_Supplied records:_

☆ ☆ ☆

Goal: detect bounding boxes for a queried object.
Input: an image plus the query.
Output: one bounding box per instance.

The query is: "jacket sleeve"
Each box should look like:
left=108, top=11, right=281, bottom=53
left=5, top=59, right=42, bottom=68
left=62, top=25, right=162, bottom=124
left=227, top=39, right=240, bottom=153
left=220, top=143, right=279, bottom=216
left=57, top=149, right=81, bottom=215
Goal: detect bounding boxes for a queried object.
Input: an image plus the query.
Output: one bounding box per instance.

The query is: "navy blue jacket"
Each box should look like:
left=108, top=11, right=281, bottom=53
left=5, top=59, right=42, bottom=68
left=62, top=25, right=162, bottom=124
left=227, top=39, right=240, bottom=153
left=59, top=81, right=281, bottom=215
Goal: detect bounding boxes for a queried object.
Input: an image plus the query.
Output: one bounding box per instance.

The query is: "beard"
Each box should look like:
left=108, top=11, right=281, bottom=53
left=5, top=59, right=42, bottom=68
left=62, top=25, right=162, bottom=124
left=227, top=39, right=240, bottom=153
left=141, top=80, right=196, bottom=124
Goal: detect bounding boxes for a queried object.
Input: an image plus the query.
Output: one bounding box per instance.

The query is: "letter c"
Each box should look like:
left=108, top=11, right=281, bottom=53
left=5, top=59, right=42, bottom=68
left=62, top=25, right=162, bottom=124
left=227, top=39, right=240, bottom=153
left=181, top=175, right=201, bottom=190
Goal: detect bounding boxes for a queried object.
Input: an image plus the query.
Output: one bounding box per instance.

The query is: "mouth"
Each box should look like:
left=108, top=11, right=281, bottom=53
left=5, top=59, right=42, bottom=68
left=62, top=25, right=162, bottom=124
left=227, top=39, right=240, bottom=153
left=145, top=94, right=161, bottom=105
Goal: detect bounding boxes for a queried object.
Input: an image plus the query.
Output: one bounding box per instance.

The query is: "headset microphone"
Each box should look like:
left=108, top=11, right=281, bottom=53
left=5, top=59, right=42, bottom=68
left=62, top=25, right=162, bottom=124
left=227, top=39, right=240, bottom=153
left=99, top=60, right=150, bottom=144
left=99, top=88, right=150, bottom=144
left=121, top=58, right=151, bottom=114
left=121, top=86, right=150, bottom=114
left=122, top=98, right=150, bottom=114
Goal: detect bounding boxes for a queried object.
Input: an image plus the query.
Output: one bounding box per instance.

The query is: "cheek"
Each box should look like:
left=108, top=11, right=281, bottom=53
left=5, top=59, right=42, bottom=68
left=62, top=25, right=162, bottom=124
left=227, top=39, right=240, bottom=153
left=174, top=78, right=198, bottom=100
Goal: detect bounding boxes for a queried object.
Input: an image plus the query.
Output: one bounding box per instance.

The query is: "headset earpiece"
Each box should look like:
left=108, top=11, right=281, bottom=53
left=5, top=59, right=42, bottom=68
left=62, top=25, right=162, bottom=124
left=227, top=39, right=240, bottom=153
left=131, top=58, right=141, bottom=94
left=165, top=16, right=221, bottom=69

☆ ☆ ☆

_Task description:_ Transcribe the material above in its entirety. Match it exactly.

_Solution to this problem:_
Goal: detect bounding boxes for a queried object.
Input: an image plus the query.
Output: one bounding box per instance.

The query is: "jacket sleeve"
Each box should look like:
left=108, top=11, right=281, bottom=53
left=5, top=59, right=42, bottom=68
left=62, top=25, right=162, bottom=124
left=227, top=39, right=240, bottom=153
left=220, top=143, right=279, bottom=216
left=57, top=149, right=81, bottom=215
Goal: detect bounding boxes for a queried object.
Input: an image plus the query.
Output: one bounding box per instance.

The query is: "navy blue jacket"
Each box should look like:
left=108, top=11, right=281, bottom=53
left=5, top=59, right=42, bottom=68
left=62, top=25, right=162, bottom=124
left=227, top=39, right=240, bottom=153
left=59, top=81, right=281, bottom=215
Goal: detect bounding boxes for a queried object.
Input: an image plus the query.
Output: one bounding box per instance.

The query is: "beard"
Each box should look like:
left=108, top=11, right=281, bottom=53
left=5, top=59, right=42, bottom=68
left=62, top=25, right=162, bottom=124
left=227, top=39, right=240, bottom=153
left=141, top=80, right=196, bottom=124
Goal: detect bounding boxes for a queried object.
Input: an image plus the query.
Output: one bounding box per instance.

The query is: "letter c"
Each box should look like:
left=108, top=11, right=281, bottom=53
left=5, top=59, right=42, bottom=68
left=62, top=25, right=162, bottom=124
left=227, top=39, right=240, bottom=153
left=181, top=175, right=201, bottom=190
Goal: detect bounding boxes for a queried object.
Input: an image plus the query.
Output: one bounding box per instance.

The query is: "mouth"
Each box should look like:
left=108, top=11, right=281, bottom=53
left=5, top=59, right=42, bottom=68
left=62, top=25, right=162, bottom=124
left=227, top=39, right=240, bottom=153
left=145, top=94, right=161, bottom=105
Goal: detect bounding boxes for a queried object.
Input: an image plus the query.
Output: one bounding box per instance.

The query is: "headset microphone"
Each box should look like:
left=108, top=11, right=281, bottom=53
left=5, top=59, right=42, bottom=68
left=62, top=25, right=162, bottom=124
left=227, top=39, right=240, bottom=153
left=99, top=60, right=150, bottom=144
left=99, top=88, right=150, bottom=144
left=121, top=58, right=151, bottom=114
left=121, top=86, right=150, bottom=114
left=122, top=98, right=150, bottom=114
Goal: detect bounding boxes for a queried object.
Input: an image plus the query.
Output: one bounding box per instance.

The query is: "cheek"
Each box should look like:
left=108, top=11, right=281, bottom=53
left=5, top=59, right=42, bottom=68
left=62, top=25, right=162, bottom=124
left=227, top=39, right=240, bottom=153
left=174, top=78, right=198, bottom=100
Goal: detect bounding boxes for a queried object.
Input: an image plus the query.
Output: one bounding box per instance.

The query is: "headset earpiece"
Each box should look like:
left=108, top=11, right=281, bottom=53
left=5, top=59, right=42, bottom=68
left=62, top=25, right=162, bottom=124
left=227, top=39, right=240, bottom=153
left=131, top=58, right=141, bottom=94
left=165, top=16, right=221, bottom=69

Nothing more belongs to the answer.